##### Source information

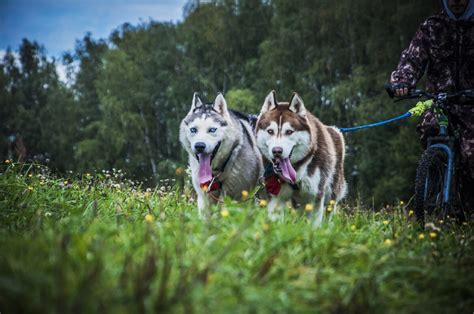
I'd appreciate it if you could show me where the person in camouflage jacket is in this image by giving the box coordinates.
[390,0,474,213]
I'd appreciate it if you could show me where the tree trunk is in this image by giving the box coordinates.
[138,105,157,177]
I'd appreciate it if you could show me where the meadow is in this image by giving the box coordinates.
[1,161,473,313]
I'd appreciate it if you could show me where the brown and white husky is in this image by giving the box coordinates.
[255,91,347,226]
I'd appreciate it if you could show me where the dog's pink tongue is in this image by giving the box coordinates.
[198,153,213,184]
[280,157,297,184]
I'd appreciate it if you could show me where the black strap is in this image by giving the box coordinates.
[212,118,250,187]
[218,141,239,173]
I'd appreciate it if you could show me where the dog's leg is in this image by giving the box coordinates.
[196,190,210,219]
[192,175,210,219]
[312,194,326,228]
[268,197,285,221]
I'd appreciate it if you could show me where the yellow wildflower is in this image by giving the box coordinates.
[5,159,11,164]
[384,239,393,245]
[220,209,230,217]
[241,190,249,199]
[259,199,267,208]
[64,180,68,185]
[383,220,389,225]
[304,203,314,212]
[329,200,336,206]
[408,210,414,216]
[27,186,34,191]
[175,167,184,176]
[145,214,154,223]
[350,225,356,231]
[262,223,270,231]
[254,232,261,241]
[418,233,425,240]
[28,174,33,178]
[326,206,333,212]
[429,232,437,239]
[400,200,404,205]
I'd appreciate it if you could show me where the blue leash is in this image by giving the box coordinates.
[338,112,412,133]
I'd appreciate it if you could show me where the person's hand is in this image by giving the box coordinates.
[390,82,410,97]
[394,85,409,97]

##########

* **Problem statement**: For this task, copy exactly the line with "the dog's leg" and the lines that come after it, stopping at the end of the material above.

* **Written reply**:
I'd appreciate it if you could show me where the dog's leg is in this image by giving the box coordinates.
[196,190,210,219]
[192,175,210,219]
[312,194,326,228]
[268,197,285,221]
I'd appreciate it if you could show me where the yellow wildflower is in this image by giving the box coordinates.
[5,159,11,164]
[384,239,393,245]
[220,209,230,217]
[241,190,249,199]
[259,199,267,208]
[64,180,68,185]
[383,220,389,225]
[304,203,314,212]
[329,200,336,206]
[408,210,414,216]
[27,186,34,191]
[175,167,184,176]
[145,214,154,223]
[350,225,356,231]
[262,223,270,231]
[254,232,261,241]
[418,233,425,240]
[28,174,33,178]
[326,206,333,212]
[429,232,437,239]
[400,200,404,205]
I'd appreciate it if you could show me where the blue leash is in this image by giving the box coordinates.
[338,112,412,133]
I'd appreciate it if you could show me where the person's hand is in this image by giving the box coordinates.
[390,82,410,97]
[394,85,409,97]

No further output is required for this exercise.